[Entries supplied — start]
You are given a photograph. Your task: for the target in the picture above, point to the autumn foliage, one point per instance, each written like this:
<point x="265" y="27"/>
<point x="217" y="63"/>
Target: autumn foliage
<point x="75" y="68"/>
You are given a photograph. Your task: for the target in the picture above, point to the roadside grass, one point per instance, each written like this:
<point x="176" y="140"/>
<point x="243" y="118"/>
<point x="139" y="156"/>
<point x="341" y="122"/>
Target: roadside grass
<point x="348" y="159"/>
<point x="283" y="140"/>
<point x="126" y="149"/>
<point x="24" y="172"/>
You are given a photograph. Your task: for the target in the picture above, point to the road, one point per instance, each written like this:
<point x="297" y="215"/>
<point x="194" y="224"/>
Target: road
[Entries supplied — finish]
Work instruction. The data must be given again in full, exactly as written.

Solution.
You are given a photograph. Your task: for the target in the picture above, point to the autumn foliage, one point per instance, each written like this:
<point x="265" y="27"/>
<point x="217" y="63"/>
Target: autumn foliage
<point x="75" y="68"/>
You are given a photograph. Your task: for the target in the picture above, point to the roadside grass, one point per instance, each written like this:
<point x="176" y="140"/>
<point x="243" y="118"/>
<point x="139" y="156"/>
<point x="341" y="122"/>
Target: roadside grass
<point x="348" y="159"/>
<point x="283" y="140"/>
<point x="126" y="149"/>
<point x="24" y="172"/>
You are given a photograph. Your task: for the target in the picture above, point to the road, one point per instance, each written like this:
<point x="297" y="215"/>
<point x="194" y="224"/>
Target: road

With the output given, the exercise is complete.